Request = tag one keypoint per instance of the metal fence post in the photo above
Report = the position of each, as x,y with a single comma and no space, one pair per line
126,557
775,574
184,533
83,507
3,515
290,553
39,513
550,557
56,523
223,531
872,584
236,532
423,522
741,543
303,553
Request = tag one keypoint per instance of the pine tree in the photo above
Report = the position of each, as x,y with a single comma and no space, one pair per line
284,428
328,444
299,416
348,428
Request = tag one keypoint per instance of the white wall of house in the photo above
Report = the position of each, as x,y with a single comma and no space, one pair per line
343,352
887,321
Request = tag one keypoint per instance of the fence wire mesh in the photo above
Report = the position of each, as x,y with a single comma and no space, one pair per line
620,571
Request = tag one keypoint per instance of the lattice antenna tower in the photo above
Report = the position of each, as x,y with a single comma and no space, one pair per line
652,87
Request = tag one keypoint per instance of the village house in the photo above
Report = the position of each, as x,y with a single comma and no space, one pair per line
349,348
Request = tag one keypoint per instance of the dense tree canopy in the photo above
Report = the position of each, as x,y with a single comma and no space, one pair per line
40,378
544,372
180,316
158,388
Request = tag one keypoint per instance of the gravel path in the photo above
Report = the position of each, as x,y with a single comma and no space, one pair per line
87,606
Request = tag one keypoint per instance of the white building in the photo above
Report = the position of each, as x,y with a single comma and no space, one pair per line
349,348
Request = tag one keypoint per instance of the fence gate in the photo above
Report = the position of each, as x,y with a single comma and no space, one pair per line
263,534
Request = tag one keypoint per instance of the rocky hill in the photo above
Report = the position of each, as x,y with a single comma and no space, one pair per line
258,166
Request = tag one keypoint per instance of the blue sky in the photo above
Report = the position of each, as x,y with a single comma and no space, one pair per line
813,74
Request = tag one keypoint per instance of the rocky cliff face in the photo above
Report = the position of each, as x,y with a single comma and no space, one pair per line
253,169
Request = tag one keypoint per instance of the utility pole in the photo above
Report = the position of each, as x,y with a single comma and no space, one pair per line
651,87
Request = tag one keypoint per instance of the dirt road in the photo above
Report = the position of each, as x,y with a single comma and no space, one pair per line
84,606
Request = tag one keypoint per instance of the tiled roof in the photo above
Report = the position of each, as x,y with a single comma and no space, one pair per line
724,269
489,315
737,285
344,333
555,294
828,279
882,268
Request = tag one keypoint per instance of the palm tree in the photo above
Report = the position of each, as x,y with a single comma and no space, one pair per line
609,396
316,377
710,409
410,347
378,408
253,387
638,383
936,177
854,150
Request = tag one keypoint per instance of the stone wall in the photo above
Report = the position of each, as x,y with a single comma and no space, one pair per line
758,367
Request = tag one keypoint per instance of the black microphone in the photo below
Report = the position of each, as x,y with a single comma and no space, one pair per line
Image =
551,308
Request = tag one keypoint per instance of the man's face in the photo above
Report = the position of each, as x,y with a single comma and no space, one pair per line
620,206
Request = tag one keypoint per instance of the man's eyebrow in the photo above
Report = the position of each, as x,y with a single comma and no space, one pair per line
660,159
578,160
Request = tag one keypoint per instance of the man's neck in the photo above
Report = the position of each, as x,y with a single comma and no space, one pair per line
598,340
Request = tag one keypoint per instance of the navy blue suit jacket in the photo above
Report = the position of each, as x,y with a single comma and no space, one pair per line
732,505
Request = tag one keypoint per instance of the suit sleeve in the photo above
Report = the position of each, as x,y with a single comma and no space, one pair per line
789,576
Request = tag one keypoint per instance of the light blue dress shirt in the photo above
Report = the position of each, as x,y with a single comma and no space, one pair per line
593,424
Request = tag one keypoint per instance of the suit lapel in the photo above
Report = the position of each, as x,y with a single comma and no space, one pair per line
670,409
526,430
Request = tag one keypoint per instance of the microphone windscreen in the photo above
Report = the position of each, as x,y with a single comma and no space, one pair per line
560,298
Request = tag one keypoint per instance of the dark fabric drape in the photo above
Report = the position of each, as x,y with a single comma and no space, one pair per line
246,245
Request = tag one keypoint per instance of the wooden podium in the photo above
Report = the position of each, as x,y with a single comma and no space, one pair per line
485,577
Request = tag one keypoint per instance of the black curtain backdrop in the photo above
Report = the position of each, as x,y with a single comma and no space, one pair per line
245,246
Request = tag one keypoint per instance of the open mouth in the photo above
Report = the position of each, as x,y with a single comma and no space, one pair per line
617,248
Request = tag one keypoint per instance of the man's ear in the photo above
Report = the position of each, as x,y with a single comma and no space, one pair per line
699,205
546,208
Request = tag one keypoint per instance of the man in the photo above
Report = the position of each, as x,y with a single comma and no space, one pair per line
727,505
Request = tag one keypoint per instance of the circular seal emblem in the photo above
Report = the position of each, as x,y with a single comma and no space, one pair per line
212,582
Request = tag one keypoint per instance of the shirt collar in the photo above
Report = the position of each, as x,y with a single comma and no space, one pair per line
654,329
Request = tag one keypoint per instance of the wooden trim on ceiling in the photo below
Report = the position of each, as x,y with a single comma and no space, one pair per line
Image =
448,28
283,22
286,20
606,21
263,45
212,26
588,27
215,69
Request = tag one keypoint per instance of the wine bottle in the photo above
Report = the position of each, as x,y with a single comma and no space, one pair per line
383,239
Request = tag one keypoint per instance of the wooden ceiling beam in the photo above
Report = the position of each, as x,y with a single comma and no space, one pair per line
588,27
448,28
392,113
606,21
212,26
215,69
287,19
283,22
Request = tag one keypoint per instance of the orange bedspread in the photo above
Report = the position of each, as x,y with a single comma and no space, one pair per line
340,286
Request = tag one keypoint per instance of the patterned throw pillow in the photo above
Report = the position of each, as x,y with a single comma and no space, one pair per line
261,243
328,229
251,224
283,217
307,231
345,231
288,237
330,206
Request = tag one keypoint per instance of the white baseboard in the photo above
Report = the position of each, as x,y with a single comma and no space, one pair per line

________________________________________

Problem: Reproduce every line above without error.

Answer to the exercise:
Request = tag one keypoint per instance of the metal fence post in the photo above
Report = the position of each, as x,y with a single comma and no space, one pair per line
126,557
775,574
184,533
83,507
3,515
290,553
39,513
550,557
56,523
223,531
872,584
236,532
423,522
741,543
303,553
Request = tag one keypoint per instance of the pine tree in the photo above
Report = the position of each, as x,y with a single comma and no space, one pair per line
284,428
328,444
299,416
348,428
Request = tag one keypoint per instance of the white wall of house in the photo above
Report = the position of each, as x,y with a single comma and no space, one pair per line
343,352
887,321
Request = tag one keypoint per instance of the fence wire mesh in the photo above
Report = the position of each, as x,y with a single comma and no space, one pair per line
620,571
Request = tag one keypoint per instance of the lattice antenna tower in the photo above
Report = the position of each, as x,y with a single comma and no space, one pair per line
652,87
Request = tag one keypoint per instance of the village house in the photo above
Report = the position of each, as x,y with a single comma and no space, one pair per line
349,348
Request = tag one keypoint per instance of the dense tree canopy in the photo above
Report = the position of each, as x,y with a single comma and no space, one pair per line
40,378
544,372
180,316
158,388
Request = tag one keypoint per instance of the gravel path in the photo above
Report = the position of each, as x,y with a single comma and no space, one pair per line
87,606
Request = tag one keypoint per instance of the white building in the photo above
Report = the position of each, as x,y with a single comma and no space, one pair per line
349,348
Request = tag one keypoint per instance of the fence gate in the photo above
Report = the position of each, as x,y with a single comma and no space, one pair per line
263,534
Request = tag one keypoint per instance of the rocky hill in the photo above
Report = the position of each, as x,y with a single comma and no space, one pair per line
258,166
Request = tag one keypoint per instance of the blue sky in the photo above
Report = the position of each, as x,y with a single comma and no space, one pair per line
813,74
Request = tag one keypoint per instance of the rocky cliff face in the photo above
Report = the position of each, as x,y with a single comma and no space, one pair per line
253,169
Request = tag one keypoint per instance of the utility pole in the photo above
Report = the position of each, as x,y with a single comma and no space, one pair per line
651,87
Request = tag one keypoint per instance of the dirt road in the photo above
Report = the position of each, as x,y with a single comma and no space, one pair per line
84,606
Request = tag one keypoint per instance of the tiled roof in the photo above
Report = the position of each, as x,y with a single comma and no space, one pair per line
724,269
489,315
737,285
344,333
555,294
828,279
882,268
Request = tag one keypoint per instance of the palm tree in the photo above
Report = the position of each, as x,y with a single comma and no space, one pair per line
609,396
316,377
710,409
410,347
378,408
253,387
638,383
936,177
854,150
Request = tag one keypoint per instance of the stone wall in the photo above
Report = the position of each, as x,y with a single comma and no space, one pair per line
758,367
Request = tag one keypoint per instance of the black microphone in the photo below
Report = the position of each, as x,y with a single comma and no space, one pair per line
Image =
551,308
Request = tag one keypoint per instance of the man's face in the photo above
Report = the position of each, as x,y with a single comma and no space, one pair per line
620,206
Request = tag one keypoint per instance of the man's eyebrow in the photo above
Report = the position of each, as x,y with a single comma and no space, one pair per line
660,159
578,160
Request = tag one keypoint per instance of the man's neck in the photo above
Report = the position of each, as x,y with a single comma and no space, one pair per line
598,340
Request = tag one keypoint per instance of the navy blue suit jacket in the photo above
Report = the position of each, as x,y with a single comma and no space, one pair per line
732,505
Request = tag one keypoint per instance of the suit sleeve in the photo above
Report = the position of each, as x,y with a single comma and no space, one pair per line
789,576
Request = tag one keypoint per instance of the light blue dress shirt in the photo above
Report = the position of each, as x,y with a single comma and no space, one pair per line
593,424
Request = tag one keypoint per instance of the suit lapel in the photo above
Report = the position of each, as x,y with a single comma and no space, one pair per line
670,409
526,430
Request = tag one keypoint per instance of the microphone windscreen in the photo above
Report = the position of each, as x,y with a single comma and no space, one pair per line
560,298
Request = tag one keypoint per instance of the dark fabric drape in the photo above
Report = the position of each, as x,y with a single comma and no space, one pair per line
246,245
Request = tag one keypoint per instance of the wooden podium in the photo above
Report = the position of each, as x,y with a single comma and no space, one pair per line
485,577
Request = tag one keypoint per instance of the black curtain backdrop in the photo above
Report = the position of each, as x,y with a single comma and no space, one pair per line
245,246
Request = tag one keypoint per instance of the open mouth in the photo above
Report = the position of each, as x,y with a single comma and no space, one pair per line
617,248
Request = tag one keypoint per instance of the man's ear in the photo above
Report = the position of each, as x,y with a single comma and no space, one pair per line
699,205
546,208
Request = tag one keypoint per instance of the man in the photo above
Report = the position of each, as x,y with a single comma and no space, one pair per line
727,505
Request = tag one keypoint per instance of the circular seal emblem in the photo above
Report = the position of each, as x,y with a single comma and no space, one pair per line
212,582
Request = tag one keypoint per instance of the shirt collar in the photo above
Report = the position of each, as x,y with a single comma and no space, one pair per line
654,329
Request = tag one keypoint per instance of the wooden trim on ceiling in the photo below
Report = the position of each, as x,y with a single comma and no space, one pair per line
Image =
448,28
283,22
286,20
606,21
263,45
212,26
588,27
215,69
Request = tag one keypoint per instance of the wine bottle in the photo above
Report = the position of each, as x,y with a single comma and no space, one pair per line
383,239
Request = tag one keypoint per instance of the wooden ceiling beam in the photo above
Report = the position of each, as x,y with a single comma and no space, one pair per line
588,27
448,28
392,113
606,21
212,26
215,69
287,19
283,22
Request = tag one keypoint per instance of the orange bedspread in the photo above
Report = the position of each, as x,y with a single comma and no space, one pair per line
340,286
Request = tag one keypoint per instance of the patterned throw pillow in the photo above
Report = the position of each, as x,y with a single comma and no space, one pair per line
261,243
328,229
251,224
283,217
307,231
345,231
288,237
330,206
Request = tag one keypoint per instance of the white baseboard in the photo above
Report = the position of each, as x,y with a single comma and no space, one pair per line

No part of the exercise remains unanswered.